* Start *

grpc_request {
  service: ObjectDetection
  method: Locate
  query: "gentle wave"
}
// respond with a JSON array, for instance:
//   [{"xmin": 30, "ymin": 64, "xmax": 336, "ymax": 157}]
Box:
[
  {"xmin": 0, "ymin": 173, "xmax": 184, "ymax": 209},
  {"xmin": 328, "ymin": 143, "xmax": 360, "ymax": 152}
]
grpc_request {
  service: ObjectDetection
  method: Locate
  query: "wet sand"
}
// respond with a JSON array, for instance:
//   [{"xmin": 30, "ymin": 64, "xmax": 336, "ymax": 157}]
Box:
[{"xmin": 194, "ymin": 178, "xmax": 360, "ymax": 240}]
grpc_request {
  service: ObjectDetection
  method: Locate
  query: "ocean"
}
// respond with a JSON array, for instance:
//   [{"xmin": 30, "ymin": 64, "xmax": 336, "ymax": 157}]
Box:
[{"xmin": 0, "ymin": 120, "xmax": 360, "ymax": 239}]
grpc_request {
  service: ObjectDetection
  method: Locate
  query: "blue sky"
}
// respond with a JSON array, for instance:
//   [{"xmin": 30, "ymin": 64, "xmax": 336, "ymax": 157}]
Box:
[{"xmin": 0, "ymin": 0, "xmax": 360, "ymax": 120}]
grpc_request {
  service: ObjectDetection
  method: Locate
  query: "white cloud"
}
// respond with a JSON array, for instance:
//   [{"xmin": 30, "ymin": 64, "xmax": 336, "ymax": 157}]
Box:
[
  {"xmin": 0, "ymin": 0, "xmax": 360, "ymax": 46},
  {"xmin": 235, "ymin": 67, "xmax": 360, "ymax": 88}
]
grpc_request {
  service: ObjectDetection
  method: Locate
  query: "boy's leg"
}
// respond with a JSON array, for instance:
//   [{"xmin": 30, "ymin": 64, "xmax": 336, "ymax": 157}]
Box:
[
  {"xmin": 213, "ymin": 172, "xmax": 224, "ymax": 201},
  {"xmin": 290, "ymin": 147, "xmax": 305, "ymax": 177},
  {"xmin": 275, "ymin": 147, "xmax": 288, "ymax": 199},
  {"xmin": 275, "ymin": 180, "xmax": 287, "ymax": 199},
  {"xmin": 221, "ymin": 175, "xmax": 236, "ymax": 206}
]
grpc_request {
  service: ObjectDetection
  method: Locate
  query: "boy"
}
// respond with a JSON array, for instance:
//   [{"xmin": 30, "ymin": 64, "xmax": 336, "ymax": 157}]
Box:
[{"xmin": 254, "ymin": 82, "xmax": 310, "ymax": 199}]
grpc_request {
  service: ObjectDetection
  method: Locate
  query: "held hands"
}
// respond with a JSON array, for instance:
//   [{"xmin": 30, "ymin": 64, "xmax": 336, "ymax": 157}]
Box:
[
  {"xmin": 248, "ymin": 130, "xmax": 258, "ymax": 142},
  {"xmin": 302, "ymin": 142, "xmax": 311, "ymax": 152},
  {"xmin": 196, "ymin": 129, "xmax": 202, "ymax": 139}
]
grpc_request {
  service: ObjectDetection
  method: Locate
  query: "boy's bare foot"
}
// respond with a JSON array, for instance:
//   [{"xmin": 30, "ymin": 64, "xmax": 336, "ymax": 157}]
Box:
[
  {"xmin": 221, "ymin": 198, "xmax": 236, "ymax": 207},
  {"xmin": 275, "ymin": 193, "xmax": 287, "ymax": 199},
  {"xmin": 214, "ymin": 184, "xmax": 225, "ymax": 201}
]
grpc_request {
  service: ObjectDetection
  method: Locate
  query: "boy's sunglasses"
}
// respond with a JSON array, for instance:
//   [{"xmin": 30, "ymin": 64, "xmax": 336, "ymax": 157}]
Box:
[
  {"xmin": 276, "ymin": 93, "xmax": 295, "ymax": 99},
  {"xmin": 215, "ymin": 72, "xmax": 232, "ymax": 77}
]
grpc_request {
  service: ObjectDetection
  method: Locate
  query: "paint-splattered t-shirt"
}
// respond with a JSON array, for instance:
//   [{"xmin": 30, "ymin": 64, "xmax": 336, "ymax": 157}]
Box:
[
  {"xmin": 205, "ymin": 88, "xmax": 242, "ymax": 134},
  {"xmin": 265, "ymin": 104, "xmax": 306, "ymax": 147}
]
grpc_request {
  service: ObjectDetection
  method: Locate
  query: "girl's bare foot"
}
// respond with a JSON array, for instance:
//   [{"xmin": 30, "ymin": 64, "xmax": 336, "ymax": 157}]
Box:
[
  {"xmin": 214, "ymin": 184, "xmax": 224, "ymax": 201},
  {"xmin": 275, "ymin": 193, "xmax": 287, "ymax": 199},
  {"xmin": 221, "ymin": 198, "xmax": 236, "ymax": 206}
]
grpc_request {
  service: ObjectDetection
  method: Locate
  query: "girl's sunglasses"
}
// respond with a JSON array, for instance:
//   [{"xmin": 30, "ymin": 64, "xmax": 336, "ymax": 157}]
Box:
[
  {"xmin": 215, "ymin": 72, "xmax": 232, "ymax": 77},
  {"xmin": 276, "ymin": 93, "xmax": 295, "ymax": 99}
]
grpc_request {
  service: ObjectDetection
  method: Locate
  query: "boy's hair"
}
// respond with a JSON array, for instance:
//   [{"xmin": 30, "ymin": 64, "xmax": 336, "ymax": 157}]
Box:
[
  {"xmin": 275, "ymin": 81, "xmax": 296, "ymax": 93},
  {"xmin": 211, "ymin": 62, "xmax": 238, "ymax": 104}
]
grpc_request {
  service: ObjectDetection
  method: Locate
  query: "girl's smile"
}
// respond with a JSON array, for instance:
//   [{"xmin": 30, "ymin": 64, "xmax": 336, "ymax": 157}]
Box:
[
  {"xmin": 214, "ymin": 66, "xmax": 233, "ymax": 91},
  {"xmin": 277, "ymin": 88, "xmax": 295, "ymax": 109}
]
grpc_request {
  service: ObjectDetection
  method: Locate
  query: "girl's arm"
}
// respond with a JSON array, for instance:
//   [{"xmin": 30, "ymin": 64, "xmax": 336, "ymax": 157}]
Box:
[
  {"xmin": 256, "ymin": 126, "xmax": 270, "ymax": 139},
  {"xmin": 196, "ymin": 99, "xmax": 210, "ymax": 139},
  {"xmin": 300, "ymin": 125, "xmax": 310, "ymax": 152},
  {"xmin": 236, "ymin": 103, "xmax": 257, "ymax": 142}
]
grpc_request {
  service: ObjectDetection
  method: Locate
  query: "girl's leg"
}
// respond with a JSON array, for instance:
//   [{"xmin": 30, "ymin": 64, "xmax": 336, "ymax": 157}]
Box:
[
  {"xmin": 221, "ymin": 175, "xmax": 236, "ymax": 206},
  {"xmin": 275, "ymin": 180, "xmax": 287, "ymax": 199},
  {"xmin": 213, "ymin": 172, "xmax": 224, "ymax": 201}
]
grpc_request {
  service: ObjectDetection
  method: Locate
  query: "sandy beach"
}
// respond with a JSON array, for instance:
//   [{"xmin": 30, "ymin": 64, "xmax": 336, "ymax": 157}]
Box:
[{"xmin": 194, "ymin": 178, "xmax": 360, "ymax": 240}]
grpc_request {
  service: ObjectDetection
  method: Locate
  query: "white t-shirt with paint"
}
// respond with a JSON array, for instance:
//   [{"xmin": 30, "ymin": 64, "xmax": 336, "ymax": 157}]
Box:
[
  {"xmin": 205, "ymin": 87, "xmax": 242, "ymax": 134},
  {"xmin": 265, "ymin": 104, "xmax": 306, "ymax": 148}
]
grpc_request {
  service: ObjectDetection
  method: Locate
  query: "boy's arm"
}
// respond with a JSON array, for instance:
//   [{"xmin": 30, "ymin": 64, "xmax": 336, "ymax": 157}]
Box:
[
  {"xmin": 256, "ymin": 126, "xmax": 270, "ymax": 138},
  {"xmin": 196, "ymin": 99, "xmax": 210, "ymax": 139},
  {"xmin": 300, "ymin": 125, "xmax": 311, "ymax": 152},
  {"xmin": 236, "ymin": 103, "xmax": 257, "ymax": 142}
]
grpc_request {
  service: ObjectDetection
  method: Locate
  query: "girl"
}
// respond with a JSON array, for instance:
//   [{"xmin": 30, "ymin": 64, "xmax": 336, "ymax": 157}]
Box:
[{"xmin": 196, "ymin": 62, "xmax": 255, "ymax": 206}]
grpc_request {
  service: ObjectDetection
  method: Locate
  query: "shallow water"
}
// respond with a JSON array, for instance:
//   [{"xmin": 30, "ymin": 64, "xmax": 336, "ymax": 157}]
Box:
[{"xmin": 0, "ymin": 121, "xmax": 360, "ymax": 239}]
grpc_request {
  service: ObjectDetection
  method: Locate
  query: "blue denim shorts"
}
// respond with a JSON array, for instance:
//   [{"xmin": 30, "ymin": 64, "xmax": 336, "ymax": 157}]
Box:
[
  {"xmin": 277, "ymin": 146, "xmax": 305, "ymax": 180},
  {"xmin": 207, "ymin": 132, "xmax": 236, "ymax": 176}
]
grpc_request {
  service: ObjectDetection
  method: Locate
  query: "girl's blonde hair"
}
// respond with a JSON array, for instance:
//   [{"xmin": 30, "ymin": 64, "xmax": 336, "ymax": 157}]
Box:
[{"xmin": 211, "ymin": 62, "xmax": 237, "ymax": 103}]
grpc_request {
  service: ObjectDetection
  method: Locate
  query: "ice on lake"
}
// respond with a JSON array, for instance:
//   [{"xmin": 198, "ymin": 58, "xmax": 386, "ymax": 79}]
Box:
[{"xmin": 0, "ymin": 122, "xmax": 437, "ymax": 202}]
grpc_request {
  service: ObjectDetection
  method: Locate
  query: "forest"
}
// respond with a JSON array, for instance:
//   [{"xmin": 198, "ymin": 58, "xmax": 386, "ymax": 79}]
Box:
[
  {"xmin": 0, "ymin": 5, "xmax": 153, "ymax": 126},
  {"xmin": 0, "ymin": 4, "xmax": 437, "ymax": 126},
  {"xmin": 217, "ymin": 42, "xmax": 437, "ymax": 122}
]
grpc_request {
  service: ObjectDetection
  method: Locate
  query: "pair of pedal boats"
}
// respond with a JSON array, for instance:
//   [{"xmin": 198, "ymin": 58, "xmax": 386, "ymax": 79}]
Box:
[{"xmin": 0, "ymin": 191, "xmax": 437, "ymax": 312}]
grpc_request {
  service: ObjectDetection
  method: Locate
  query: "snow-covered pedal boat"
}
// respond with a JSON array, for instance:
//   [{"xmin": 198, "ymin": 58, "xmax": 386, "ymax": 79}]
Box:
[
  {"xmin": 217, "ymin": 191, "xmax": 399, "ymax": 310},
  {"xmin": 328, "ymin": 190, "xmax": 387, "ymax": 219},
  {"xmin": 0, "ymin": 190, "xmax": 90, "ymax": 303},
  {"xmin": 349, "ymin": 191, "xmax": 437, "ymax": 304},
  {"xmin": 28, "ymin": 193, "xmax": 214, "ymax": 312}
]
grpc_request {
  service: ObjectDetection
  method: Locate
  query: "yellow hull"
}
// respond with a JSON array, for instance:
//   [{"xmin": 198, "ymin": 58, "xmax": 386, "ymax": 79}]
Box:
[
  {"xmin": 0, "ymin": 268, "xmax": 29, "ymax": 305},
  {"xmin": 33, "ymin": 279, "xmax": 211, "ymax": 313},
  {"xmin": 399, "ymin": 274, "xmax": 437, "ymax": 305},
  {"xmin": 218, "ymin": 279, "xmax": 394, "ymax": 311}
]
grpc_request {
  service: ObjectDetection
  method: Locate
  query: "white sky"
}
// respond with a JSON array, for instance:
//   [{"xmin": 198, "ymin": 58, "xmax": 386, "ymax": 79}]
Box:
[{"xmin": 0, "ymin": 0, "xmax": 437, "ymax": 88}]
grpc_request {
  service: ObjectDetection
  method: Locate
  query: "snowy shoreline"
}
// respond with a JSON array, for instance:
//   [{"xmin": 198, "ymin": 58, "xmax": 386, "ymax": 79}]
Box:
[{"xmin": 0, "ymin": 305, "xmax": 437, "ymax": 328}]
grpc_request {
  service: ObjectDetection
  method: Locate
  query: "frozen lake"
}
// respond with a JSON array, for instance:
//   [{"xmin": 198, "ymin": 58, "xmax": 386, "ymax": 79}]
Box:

* End *

--- Exercise prompt ---
Display each line of the material above in which the word "foot" appears, reproducing every such line in full.

--- Task solution ---
  query: "boy's bare foot"
  query: "girl's bare foot"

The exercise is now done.